▶ _WHAT TO WORK ON_
Please output the items below as a numbered list, leaving out any blank lines.

----------------------------------------

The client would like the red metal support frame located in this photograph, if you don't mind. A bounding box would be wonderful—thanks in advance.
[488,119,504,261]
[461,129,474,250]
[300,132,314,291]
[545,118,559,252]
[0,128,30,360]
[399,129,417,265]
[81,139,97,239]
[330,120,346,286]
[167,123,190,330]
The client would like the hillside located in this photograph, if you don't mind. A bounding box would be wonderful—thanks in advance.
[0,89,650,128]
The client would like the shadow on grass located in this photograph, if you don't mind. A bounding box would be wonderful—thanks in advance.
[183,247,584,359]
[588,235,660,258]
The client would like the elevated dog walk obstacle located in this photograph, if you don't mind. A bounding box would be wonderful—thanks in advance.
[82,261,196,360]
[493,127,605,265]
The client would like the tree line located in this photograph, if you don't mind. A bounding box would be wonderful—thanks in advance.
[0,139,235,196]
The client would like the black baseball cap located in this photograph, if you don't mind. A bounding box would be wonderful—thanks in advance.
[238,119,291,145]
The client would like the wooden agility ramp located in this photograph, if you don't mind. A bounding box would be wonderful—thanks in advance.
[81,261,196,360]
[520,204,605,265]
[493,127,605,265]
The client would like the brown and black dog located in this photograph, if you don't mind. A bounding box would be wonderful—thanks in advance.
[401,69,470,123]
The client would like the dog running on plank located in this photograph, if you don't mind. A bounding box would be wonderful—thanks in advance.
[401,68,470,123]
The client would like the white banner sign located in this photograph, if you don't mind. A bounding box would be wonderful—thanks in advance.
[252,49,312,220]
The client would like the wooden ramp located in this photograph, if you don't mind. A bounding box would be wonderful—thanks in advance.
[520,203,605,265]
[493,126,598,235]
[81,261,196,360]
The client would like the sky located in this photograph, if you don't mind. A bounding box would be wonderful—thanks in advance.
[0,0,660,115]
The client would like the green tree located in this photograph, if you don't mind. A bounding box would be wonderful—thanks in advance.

----------------------------------------

▶ _TASK RESULT_
1. The client would like the red metal support frame located in this photograph, if you don't mind. A bounding box would be wonderful—thanks in advance.
2. [488,119,504,261]
3. [461,129,474,250]
4. [300,132,314,291]
5. [545,118,559,252]
6. [0,128,30,360]
7. [399,129,417,265]
8. [81,139,97,239]
9. [330,120,346,286]
10. [167,123,190,330]
11. The client would like the hillside located in this photograph, if you don't mind. A bounding box would be wonderful—thanks in advance.
12. [0,89,650,128]
13. The client would like the shadow on grass located in this photograph, if you don't mind. A bounding box would be wonderful—thanks in advance.
14. [183,247,584,359]
15. [588,235,660,258]
16. The client would like the elevated dog walk obstacle located in this photograph, if you don't mind. A bounding box would be wonderful—thanks in advance.
17. [82,261,196,360]
18. [493,127,605,265]
19. The client would like the tree line located in this photograph, if you don't mind. A bounding box would be wonderful—thanks in advance.
20. [0,139,235,196]
21. The client would like the black baseball cap located in this photograph, if you don't mind. A bounding box would be wonderful—thanks in advance.
22. [238,119,291,145]
23. The client would like the wooden agility ramp located in this photograph, if you don't mind. A bounding box would be wonderful—thanks in advance.
24. [81,261,196,360]
25. [520,204,605,265]
26. [493,127,605,265]
27. The client would like the brown and black dog located in this photograph, if you don't mind. A bounding box would be wonderful—thanks in advance.
28. [401,69,470,123]
29. The client would like the dog running on plank located in this photograph, if you don't mind. A bounding box would be wonderful—thanks in advance.
30. [401,68,470,123]
31. The client would like the white banner sign located in this photograph, if you don't mind. A bounding box would be wonderful—thanks in advance.
32. [252,49,312,220]
33. The client would like the wooden ramp located in this photograph, if you don't mind. A bounding box would be wonderful—thanks in advance.
34. [520,203,605,265]
35. [493,126,598,235]
36. [81,261,196,360]
37. The client would like the sky located in this photograph, if you don't mind. A bounding box would be wonderful—thanks in advance.
38. [0,0,660,115]
39. The client would like the green tree located in this photograph, if you don't mind. A bounding box would be wonderful—thanks in advance.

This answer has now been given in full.